— begin Dataset records —
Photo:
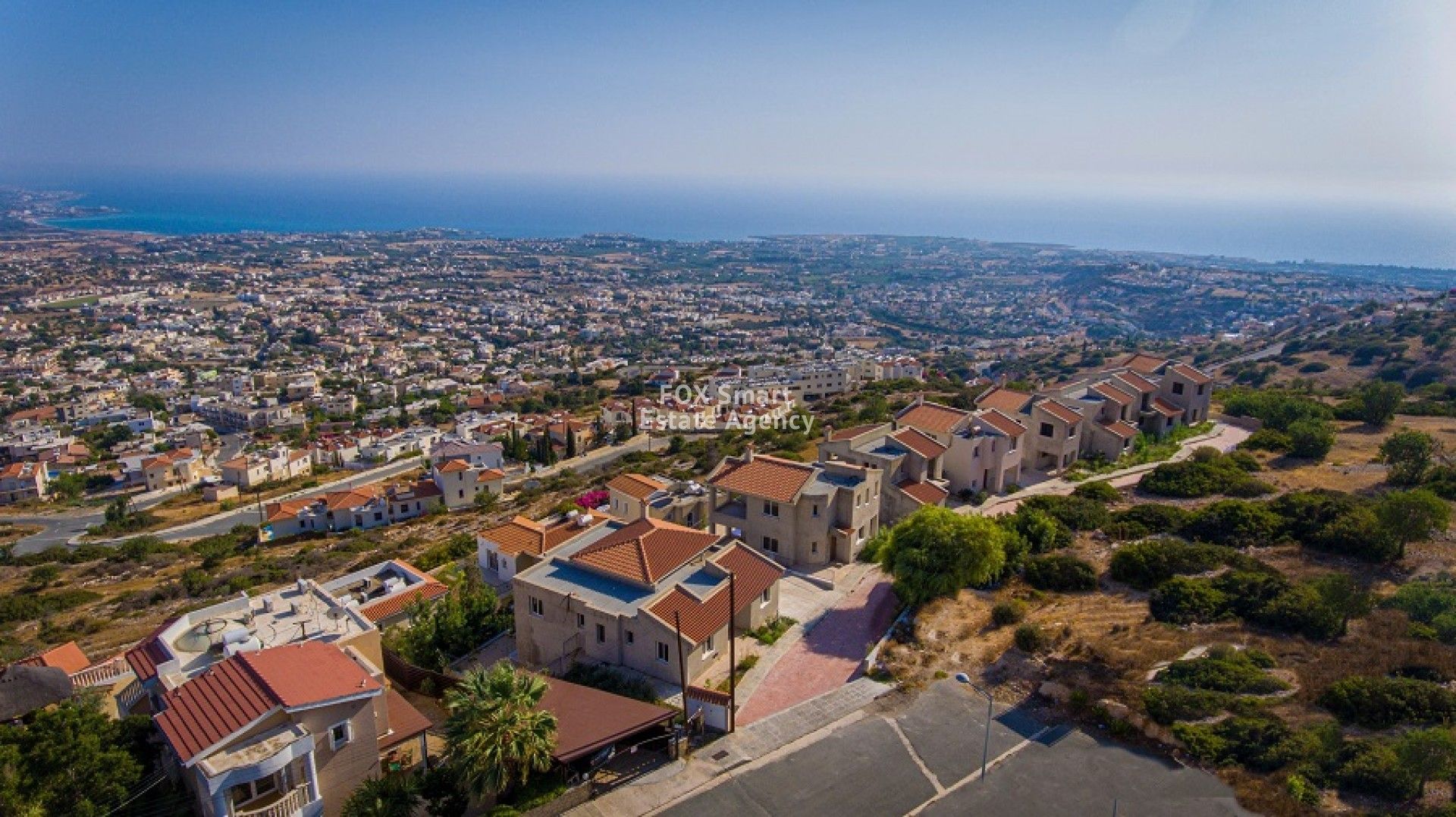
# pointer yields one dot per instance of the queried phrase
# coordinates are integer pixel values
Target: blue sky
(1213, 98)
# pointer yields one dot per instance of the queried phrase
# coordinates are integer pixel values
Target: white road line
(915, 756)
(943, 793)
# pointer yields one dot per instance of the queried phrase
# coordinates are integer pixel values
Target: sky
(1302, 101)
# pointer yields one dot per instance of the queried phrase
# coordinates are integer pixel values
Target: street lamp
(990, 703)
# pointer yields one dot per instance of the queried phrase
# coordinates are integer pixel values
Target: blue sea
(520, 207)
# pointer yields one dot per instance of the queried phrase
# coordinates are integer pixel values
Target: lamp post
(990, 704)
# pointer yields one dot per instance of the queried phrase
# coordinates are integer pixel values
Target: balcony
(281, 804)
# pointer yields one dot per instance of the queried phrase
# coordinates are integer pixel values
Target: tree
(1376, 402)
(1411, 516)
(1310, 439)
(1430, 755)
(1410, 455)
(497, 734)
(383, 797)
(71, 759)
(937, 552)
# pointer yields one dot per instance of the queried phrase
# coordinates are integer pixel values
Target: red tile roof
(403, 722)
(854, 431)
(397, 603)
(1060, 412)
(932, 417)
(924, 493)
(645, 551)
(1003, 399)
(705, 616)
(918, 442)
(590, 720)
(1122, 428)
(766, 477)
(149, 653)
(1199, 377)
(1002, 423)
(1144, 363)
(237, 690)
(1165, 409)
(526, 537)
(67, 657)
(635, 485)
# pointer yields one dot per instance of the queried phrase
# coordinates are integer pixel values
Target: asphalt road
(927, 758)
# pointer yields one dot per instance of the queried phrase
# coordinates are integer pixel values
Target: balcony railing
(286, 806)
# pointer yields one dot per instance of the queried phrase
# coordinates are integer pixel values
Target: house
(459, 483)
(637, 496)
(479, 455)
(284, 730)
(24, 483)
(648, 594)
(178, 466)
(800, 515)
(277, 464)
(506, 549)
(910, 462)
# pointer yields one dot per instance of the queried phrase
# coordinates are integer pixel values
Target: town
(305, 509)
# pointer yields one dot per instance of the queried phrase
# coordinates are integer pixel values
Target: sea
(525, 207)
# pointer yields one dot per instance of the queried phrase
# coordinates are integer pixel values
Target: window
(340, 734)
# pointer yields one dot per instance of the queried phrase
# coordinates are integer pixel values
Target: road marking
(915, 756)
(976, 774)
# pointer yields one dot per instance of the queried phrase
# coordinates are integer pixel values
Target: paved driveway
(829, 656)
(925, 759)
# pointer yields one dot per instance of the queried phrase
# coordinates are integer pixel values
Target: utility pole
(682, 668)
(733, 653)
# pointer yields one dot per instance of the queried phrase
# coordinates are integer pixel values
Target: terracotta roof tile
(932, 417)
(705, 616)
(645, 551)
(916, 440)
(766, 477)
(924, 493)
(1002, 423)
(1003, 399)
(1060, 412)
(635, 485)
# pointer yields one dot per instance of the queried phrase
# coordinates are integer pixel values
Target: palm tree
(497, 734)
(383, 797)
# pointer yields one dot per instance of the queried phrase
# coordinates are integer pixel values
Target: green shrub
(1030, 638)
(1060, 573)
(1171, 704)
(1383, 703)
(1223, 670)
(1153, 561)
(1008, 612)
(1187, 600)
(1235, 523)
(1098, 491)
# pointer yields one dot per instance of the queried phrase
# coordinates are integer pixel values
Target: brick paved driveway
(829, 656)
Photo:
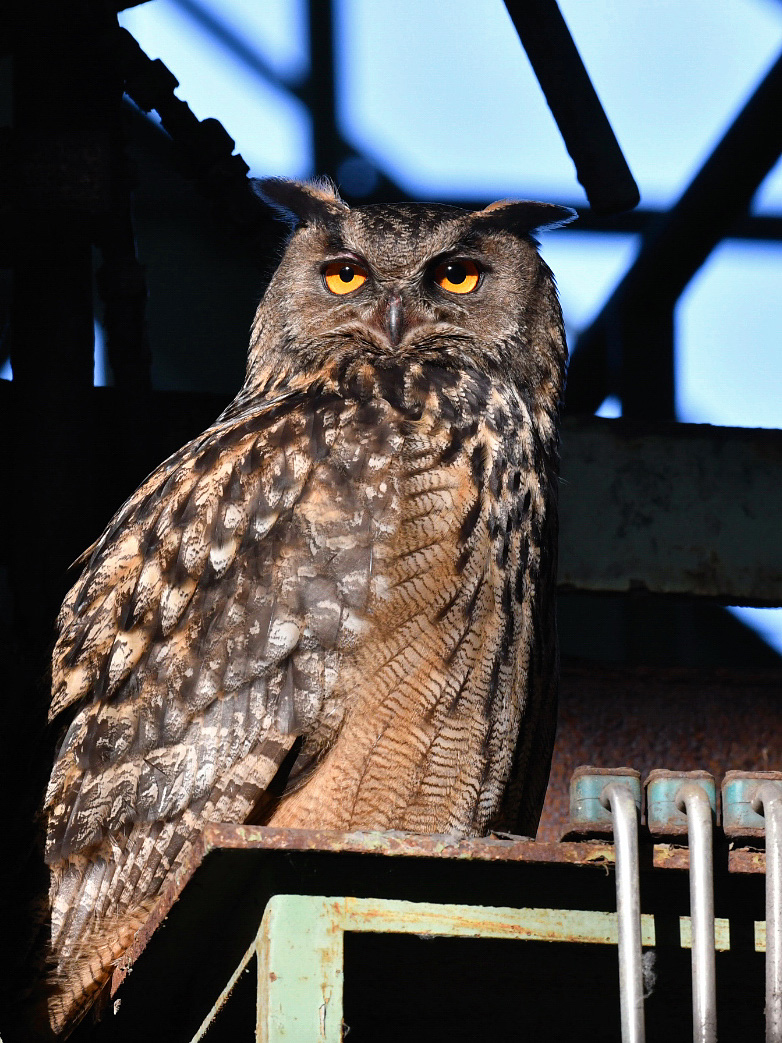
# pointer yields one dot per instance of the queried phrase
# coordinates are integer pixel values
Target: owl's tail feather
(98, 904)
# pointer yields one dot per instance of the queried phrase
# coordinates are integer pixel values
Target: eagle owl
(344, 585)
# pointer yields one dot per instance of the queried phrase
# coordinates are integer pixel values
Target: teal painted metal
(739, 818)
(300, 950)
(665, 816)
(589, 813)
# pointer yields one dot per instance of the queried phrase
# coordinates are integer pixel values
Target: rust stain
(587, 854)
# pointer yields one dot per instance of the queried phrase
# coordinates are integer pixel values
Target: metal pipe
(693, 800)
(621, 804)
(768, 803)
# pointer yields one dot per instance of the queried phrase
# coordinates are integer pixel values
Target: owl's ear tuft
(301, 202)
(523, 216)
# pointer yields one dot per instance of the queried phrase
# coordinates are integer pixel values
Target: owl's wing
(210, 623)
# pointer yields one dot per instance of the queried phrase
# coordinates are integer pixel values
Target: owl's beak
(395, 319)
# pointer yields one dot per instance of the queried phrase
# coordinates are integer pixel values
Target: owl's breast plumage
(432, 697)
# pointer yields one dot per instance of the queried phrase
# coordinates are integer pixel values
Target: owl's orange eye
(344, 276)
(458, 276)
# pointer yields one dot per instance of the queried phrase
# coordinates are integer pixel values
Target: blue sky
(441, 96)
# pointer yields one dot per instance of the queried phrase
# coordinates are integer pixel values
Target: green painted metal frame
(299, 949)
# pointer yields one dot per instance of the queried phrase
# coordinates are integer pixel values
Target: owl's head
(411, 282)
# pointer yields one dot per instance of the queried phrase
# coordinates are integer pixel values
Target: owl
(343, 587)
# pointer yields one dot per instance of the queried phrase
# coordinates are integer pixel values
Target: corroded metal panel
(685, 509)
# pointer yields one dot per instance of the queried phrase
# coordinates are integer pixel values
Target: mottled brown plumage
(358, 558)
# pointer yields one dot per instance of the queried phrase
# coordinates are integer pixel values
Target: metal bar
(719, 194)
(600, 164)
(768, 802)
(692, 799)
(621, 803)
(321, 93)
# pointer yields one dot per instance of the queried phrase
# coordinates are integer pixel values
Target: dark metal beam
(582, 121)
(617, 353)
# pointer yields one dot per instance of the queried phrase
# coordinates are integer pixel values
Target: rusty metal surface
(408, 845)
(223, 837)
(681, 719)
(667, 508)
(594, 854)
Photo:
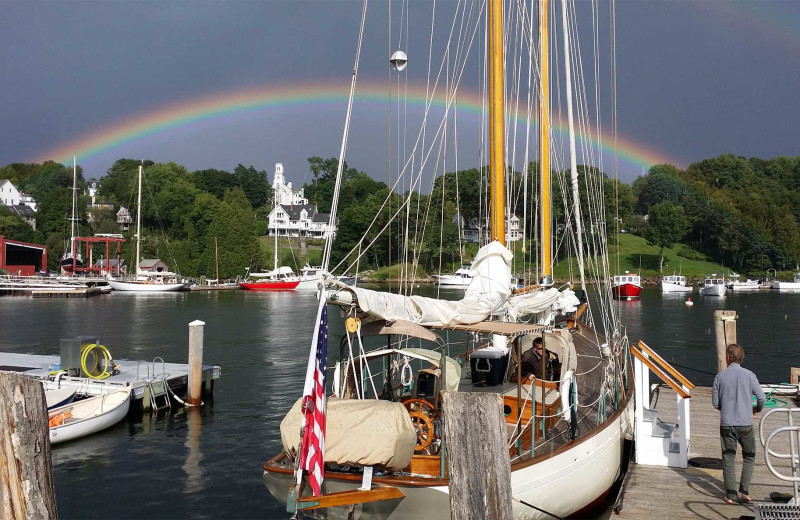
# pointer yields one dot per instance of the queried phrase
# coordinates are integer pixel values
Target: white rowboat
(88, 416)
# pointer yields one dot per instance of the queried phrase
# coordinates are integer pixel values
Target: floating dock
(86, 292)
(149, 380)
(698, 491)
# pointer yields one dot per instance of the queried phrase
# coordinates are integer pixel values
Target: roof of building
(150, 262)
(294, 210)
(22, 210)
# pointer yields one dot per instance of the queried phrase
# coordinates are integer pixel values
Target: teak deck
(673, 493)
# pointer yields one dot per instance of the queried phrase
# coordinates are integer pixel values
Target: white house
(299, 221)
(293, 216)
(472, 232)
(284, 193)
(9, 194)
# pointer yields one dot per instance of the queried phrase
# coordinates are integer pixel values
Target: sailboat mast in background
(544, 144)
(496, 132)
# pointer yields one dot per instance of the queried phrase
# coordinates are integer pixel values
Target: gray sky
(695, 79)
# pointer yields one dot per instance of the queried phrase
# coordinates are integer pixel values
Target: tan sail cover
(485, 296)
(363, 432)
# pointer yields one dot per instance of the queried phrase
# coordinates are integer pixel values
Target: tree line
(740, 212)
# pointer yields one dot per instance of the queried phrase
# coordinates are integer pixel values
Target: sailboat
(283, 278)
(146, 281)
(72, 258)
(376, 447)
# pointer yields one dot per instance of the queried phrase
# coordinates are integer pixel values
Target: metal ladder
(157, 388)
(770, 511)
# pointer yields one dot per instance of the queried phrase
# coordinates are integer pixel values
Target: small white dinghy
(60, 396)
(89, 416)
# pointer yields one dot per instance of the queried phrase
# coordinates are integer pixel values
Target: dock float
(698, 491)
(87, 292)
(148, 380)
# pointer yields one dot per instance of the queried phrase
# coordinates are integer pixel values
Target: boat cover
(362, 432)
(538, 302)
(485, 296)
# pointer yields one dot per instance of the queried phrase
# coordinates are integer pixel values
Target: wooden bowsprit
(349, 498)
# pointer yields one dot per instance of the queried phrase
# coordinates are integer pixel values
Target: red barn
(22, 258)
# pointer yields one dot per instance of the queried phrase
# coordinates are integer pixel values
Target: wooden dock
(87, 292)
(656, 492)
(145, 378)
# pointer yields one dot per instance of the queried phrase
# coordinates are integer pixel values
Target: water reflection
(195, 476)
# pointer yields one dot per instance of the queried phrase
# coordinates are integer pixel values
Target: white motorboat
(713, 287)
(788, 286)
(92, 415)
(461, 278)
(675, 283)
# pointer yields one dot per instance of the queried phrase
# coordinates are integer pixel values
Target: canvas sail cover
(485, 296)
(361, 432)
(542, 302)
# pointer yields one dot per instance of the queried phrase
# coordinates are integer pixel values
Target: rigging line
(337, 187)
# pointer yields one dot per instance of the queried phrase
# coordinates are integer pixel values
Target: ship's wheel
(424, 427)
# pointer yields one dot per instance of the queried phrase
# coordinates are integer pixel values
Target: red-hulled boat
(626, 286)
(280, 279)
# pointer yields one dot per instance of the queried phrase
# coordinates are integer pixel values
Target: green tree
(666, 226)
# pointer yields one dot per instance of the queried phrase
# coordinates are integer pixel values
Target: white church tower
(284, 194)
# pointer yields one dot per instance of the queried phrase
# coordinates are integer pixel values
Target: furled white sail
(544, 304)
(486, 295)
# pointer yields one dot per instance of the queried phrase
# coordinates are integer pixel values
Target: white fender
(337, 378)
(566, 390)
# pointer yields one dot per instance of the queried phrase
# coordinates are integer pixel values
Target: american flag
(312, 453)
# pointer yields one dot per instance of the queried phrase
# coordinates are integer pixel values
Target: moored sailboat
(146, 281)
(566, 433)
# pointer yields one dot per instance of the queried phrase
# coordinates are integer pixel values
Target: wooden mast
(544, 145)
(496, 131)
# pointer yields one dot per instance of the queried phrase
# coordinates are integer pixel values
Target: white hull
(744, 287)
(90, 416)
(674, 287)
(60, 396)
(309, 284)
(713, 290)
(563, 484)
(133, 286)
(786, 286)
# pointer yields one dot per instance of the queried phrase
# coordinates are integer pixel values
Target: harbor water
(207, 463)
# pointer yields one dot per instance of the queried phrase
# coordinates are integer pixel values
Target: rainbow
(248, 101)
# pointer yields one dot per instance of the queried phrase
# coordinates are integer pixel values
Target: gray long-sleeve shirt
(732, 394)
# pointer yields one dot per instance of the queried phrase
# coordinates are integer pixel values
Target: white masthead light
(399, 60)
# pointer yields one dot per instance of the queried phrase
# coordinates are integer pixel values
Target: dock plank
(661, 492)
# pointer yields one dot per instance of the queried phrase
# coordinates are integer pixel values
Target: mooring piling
— end Dataset records —
- **Exercise details**
Which lines of the material contain the string "paved"? Return each of those lines in full and unchanged. Matching is case-sensitive.

- **Output for this exercise**
Target: paved driveway
Target: brick paved driveway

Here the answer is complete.